**Challenge:** Format the lines from the one containing "moraine line on" through the end of the items as a Markdown table with the columns Row and Item line. Put one line in each row, number the rows, and leave out blank lines.

━━ Data supplied

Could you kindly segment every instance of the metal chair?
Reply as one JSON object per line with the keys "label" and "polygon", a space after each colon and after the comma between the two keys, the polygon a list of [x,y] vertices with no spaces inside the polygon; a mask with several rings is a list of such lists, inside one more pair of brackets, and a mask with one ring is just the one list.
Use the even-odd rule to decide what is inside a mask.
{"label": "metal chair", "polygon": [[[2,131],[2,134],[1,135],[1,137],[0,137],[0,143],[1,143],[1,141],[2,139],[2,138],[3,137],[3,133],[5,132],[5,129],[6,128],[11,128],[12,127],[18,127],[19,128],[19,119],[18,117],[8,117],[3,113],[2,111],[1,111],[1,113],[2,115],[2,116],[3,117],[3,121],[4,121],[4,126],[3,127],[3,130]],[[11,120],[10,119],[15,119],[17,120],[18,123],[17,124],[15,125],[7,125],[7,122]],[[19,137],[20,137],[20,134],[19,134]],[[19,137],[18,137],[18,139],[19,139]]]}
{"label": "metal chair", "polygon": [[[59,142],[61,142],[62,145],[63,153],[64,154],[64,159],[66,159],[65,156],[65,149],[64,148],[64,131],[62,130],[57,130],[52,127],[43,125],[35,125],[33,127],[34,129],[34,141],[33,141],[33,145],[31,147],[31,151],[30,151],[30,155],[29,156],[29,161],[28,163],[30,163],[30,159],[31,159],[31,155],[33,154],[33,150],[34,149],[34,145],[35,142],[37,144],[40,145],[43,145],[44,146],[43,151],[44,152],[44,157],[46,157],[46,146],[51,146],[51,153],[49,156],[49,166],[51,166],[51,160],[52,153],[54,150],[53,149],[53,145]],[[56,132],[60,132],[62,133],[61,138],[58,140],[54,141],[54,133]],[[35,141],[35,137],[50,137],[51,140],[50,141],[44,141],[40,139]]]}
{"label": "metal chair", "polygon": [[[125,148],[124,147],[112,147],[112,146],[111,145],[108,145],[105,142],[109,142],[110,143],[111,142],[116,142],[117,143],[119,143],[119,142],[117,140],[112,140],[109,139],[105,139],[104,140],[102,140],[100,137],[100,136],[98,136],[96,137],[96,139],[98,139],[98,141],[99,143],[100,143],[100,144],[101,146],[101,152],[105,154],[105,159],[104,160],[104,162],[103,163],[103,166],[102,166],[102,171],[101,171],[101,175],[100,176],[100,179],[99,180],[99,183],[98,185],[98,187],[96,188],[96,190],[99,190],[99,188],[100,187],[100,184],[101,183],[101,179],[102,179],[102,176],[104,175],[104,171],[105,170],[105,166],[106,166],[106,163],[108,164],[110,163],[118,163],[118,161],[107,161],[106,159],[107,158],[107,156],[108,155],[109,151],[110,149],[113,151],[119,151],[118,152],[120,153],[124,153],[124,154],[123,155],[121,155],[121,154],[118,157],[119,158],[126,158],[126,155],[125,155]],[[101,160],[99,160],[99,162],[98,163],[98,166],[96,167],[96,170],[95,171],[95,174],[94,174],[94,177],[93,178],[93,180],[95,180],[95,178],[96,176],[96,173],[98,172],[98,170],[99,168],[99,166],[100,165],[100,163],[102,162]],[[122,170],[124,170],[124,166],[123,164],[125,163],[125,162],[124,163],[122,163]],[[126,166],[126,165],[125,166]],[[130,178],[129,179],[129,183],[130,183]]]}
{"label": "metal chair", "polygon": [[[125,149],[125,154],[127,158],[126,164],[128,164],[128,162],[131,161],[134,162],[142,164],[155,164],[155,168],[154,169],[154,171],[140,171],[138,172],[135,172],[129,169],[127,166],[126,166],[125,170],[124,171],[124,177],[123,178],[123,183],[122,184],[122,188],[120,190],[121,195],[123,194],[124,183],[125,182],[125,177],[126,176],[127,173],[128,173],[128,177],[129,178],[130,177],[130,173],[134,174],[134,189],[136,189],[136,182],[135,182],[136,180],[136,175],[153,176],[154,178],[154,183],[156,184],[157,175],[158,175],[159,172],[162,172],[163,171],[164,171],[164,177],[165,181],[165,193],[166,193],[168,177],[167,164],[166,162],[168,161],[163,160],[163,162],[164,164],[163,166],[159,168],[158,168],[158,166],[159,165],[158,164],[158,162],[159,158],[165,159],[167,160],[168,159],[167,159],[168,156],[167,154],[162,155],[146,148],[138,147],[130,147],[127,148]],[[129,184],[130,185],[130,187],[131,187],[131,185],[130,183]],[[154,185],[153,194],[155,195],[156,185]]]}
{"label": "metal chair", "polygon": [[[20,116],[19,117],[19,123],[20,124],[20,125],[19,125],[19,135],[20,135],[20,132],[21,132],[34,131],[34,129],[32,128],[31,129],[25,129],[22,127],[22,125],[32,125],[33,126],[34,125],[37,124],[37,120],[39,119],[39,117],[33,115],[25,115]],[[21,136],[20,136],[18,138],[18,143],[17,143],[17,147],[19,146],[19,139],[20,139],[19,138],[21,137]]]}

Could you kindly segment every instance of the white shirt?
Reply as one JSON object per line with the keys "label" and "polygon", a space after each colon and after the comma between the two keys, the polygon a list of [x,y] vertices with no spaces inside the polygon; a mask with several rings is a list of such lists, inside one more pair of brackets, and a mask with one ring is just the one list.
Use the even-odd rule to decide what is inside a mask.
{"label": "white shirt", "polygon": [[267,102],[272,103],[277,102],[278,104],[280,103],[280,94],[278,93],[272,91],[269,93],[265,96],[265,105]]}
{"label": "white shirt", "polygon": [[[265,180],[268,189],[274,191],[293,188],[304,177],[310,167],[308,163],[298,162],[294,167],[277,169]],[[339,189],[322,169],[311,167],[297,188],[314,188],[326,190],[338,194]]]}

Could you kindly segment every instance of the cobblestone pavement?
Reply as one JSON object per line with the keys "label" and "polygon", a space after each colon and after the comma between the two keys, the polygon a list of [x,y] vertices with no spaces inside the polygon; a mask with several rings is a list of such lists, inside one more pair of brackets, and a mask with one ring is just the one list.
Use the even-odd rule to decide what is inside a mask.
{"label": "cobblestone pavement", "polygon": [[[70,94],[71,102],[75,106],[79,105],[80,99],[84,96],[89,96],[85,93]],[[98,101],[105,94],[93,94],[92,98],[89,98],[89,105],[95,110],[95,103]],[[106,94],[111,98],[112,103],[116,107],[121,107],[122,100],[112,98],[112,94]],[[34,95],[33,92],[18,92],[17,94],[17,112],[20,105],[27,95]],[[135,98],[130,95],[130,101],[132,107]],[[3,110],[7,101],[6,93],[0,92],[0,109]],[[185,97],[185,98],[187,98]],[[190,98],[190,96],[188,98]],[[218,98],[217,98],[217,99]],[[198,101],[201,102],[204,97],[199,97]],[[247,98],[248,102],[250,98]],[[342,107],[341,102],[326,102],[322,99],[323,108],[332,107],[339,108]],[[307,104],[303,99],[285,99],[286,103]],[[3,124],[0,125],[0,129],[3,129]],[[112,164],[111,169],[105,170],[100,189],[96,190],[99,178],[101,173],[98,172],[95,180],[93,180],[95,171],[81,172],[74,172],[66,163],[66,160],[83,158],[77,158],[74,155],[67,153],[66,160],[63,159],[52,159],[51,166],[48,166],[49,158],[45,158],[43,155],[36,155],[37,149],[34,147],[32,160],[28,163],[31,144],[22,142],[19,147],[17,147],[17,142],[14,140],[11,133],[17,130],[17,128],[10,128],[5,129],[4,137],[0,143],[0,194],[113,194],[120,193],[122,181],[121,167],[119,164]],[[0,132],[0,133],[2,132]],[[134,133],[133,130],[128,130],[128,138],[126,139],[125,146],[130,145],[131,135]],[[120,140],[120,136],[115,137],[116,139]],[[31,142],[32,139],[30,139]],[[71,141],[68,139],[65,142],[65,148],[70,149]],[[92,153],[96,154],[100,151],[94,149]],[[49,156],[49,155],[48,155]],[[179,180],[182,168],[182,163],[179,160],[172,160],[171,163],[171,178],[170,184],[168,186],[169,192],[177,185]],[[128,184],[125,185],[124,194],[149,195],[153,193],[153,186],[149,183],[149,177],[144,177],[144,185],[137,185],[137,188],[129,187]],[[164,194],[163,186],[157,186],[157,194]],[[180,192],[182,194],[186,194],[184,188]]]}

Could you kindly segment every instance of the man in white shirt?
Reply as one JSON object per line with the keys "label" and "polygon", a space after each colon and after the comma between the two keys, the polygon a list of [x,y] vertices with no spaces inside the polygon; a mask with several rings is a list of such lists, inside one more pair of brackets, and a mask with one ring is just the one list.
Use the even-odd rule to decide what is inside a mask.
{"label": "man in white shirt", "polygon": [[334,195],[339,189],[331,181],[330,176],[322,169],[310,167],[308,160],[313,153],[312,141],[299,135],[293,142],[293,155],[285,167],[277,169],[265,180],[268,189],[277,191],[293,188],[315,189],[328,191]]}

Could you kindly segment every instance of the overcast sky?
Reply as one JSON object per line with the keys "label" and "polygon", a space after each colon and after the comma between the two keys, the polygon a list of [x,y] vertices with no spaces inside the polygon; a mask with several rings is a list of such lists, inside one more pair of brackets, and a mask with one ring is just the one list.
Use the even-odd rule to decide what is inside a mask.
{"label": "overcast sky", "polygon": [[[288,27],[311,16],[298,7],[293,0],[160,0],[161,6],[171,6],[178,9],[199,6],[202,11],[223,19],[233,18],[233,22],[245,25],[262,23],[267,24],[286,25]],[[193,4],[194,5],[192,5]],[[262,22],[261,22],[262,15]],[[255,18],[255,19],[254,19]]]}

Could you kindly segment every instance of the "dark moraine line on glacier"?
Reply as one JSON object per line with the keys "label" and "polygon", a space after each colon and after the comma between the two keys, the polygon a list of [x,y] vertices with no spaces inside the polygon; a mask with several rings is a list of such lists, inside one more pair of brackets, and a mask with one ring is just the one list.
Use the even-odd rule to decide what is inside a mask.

━━━━

**Reply:**
| Row | Item line |
|---|---|
| 1 | Could you kindly segment every instance of the "dark moraine line on glacier"? |
| 2 | Reply as one JSON object per line with the keys "label" and "polygon", a space after each colon and after the comma between the two keys, the polygon a list of [x,y] vertices with no spaces inside the polygon; a mask with several rings is a list of such lists, inside one more pair of brackets, and a mask with one ring is just the one list. |
| 3 | Use the even-odd rule to decide what is inside a mask. |